• ASSIGNMENT: Using the passage on U.S.–Iran bargaining, explain in one to three sentences why U.S. analysts see Khamenei as a weaker leader than Ayatollah Ruhollah Khomeini.

[EXTRACT TO READ Boundary: Start]

The bargaining that began in September 2013 has allowed U.S. officials insights into the Iranian government they have not had in the 36 years since the Iranian Revolution. They now have regular access to top Iranian officials; U.S. diplomats have a congenial personal relationship with Iran’s suave foreign minister, Zarif.
But the 75-year-old Khamenei remains an enigma. Within the U.S. government, opinions differ on the extent to which he is the decider, and on whether he can only struggle to shape a consensus of the most powerful political forces within the Iranian elite.
U.S. analysts see Khamenei as a weaker leader than his predecessor, Ayatollah Ruhollah Khomeini, the founder of the Islamic Republic, who had more charisma and broader public support. Khamenei has struggled to juggle the goals of his hard-line inner circle with public demands for a better economy through an end to sanctions and an increase in foreign investment.

[EXTRACT TO READ Boundary: End]
[RECORDS PROVIDED Boundary: Start]

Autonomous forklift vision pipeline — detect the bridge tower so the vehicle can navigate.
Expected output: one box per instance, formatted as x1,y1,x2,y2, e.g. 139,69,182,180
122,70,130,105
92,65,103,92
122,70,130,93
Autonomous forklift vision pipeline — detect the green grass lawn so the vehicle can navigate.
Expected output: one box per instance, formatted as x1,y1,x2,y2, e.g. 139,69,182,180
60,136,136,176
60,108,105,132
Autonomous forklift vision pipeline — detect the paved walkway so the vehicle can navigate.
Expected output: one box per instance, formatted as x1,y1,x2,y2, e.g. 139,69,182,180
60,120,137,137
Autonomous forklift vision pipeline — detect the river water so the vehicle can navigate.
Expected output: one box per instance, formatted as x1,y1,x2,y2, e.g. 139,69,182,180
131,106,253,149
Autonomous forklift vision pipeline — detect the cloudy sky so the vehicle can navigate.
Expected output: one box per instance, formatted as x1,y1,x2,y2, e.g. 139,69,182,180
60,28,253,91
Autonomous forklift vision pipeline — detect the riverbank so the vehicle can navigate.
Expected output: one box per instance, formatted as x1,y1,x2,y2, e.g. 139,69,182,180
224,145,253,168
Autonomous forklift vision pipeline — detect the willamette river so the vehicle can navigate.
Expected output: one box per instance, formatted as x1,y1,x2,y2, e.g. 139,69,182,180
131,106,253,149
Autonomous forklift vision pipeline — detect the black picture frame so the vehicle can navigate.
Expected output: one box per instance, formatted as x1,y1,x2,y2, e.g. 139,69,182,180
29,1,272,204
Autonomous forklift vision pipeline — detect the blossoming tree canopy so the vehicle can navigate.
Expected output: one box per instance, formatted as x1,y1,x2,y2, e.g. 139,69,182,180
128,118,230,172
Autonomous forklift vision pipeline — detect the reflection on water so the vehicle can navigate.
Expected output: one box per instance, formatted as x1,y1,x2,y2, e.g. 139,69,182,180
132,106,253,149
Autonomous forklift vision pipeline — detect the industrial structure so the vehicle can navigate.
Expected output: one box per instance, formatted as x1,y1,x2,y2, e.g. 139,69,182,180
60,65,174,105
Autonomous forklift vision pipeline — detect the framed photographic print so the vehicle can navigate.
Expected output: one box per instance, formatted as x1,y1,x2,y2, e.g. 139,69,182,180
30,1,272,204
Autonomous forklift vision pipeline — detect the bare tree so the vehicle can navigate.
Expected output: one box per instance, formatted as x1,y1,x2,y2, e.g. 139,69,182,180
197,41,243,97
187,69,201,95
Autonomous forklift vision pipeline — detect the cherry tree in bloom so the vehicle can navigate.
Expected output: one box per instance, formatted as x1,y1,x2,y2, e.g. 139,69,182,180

[RECORDS PROVIDED Boundary: End]

• EXERCISE RESPONSE: U.S. analysts see Khamenei as weaker because his predecessor, Ayatollah Ruhollah Khomeini, the founder of the Islamic Republic, had more charisma and broader public support.